BRANO DI PARTENZA:
==*==
Ove intercorra tra due giudizi un rapporto di pregiudizialità ex art. 295 c.p.c., la sospensione di quello "pregiudicato", comportandone la quiescenza fino alla definizione di quello "pregiudicante", non può essere adottata se quest'ultimo sia stato a sua volta sospeso, in quanto ritenuto dipendente dalla decisione del primo, non sussistendo in tal caso il presupposto, richiesto dall'art. 295 c.p.c., dell'effettiva pendenza della controversia "pregiudicante" e della sua idoneità ad approdare alla pronuncia ritenuta pregiudiziale; invero, il giudice dell'unica causa effettivamente pendente non può revocare, né altrimenti sindacare, l'ordine di sospensione impartito nell'altra, rimovibile soltanto con il regolamento necessario di competenza ex art. 42 c.p.c. (nella specie non più proponibile per decorso del termine), e una nuova pronuncia di sospensione si tradurrebbe in un'inevitabile paralisi del rapporto processuale poiché non potrebbe mai realizzarsi la condizione risolutiva rispettivamente apposta dai due giudici alla sospensione di ciascun procedimento. (Fattispecie riguardante un giudizio di opposizione a decreto ingiuntivo e uno di opposizione allo stato passivo concernenti identica controversia).

In tema d'impugnazione del provvedimento di sospensione del processo, non osta all'ammissibilità del regolamento di competenza la circostanza che la sospensione non sia stata disposta con ordinanza, ma con sentenza, essendo la forma di detto provvedimento irrilevante ai fini dell'individuazione del mezzo d'impugnazione, costituito, ai sensi dell'art. 42 c.p.c., esclusivamente dal regolamento di competenza.
==*==
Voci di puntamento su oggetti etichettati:

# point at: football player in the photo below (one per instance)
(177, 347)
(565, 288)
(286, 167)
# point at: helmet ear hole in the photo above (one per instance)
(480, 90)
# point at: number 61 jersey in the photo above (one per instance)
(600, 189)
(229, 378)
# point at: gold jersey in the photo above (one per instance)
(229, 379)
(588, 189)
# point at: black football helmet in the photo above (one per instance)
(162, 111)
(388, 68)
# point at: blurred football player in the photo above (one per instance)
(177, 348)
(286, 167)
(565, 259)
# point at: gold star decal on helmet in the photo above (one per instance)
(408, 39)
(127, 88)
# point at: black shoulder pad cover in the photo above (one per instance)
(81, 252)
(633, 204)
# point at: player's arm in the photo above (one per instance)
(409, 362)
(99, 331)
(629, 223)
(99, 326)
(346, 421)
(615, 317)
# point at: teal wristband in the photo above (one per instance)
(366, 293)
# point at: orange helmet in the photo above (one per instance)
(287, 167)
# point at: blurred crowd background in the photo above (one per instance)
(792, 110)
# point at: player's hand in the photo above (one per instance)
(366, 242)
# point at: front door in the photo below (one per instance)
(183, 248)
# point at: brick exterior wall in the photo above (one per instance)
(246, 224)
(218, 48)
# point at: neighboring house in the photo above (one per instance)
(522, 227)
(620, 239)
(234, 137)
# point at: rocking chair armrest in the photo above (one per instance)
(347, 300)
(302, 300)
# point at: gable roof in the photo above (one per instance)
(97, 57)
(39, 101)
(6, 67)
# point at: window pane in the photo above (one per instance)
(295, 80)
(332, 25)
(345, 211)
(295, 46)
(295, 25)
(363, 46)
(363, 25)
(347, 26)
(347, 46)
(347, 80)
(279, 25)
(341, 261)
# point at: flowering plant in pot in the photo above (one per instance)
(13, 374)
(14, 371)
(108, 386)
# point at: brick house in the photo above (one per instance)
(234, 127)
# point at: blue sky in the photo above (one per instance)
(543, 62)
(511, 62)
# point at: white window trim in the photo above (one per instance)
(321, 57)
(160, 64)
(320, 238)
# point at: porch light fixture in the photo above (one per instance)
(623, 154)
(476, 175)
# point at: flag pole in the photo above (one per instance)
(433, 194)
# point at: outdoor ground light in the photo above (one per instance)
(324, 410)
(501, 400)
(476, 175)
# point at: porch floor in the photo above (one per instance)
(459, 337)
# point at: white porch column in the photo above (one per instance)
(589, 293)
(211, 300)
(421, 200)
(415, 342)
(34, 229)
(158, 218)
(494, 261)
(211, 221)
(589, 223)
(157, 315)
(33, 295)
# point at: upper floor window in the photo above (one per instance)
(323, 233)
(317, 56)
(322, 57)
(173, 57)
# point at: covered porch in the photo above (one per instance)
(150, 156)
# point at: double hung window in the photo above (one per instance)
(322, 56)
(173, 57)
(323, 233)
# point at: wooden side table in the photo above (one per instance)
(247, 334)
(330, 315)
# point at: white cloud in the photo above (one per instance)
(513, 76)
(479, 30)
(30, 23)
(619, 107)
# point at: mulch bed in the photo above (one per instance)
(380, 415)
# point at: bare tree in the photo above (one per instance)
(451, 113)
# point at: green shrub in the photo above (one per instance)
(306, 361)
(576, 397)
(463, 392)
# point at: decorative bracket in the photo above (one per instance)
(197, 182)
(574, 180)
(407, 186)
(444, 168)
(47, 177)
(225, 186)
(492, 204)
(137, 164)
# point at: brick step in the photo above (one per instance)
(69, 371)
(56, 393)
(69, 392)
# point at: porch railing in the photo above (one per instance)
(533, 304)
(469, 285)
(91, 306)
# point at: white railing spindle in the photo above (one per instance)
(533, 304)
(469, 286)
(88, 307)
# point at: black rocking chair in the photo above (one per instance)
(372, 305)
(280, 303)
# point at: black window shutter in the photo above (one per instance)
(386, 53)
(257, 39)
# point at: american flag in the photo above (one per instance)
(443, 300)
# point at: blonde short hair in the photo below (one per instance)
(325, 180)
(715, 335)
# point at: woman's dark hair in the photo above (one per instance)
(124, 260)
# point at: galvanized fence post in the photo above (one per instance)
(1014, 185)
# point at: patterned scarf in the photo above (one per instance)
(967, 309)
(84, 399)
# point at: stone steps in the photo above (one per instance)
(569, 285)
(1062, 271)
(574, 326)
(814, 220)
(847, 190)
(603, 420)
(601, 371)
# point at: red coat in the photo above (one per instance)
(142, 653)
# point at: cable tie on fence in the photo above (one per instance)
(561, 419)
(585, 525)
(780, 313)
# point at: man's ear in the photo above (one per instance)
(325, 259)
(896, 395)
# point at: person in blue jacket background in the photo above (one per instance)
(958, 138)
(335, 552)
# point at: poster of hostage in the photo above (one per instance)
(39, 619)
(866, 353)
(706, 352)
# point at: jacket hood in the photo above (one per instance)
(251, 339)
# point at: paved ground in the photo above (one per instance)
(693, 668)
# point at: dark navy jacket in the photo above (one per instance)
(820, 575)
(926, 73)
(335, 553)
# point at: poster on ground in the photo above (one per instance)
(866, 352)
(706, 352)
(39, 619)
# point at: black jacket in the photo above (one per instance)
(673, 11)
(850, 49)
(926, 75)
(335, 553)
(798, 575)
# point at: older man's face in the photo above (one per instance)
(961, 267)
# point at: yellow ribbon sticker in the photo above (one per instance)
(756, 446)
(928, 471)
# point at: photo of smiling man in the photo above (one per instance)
==*==
COMPITI ED ESERCIZI:
1. Rispondi alle domande seguenti sul brano di partenza.
(a) Quale articolo del c.p.c. viene richiamato per il rapporto di pregiudizialità tra due giudizi?
(b) Quali due giudizi riguarda la fattispecie indicata tra parentesi?
(c) Secondo il brano, qual è l'unico mezzo d'impugnazione del provvedimento di sospensione ai sensi dell'art. 42 c.p.c.?
2. Indica quante righe dei record contengono la stringa "jersey", distinguendo tra maiuscole e minuscole. Rispondi solo con il numero.

RISPOSTE ATTESE:
1.
(a) L'art. 295 c.p.c.
(b) Un giudizio di opposizione a decreto ingiuntivo e uno di opposizione allo stato passivo.
(c) Il regolamento di competenza.

2. 2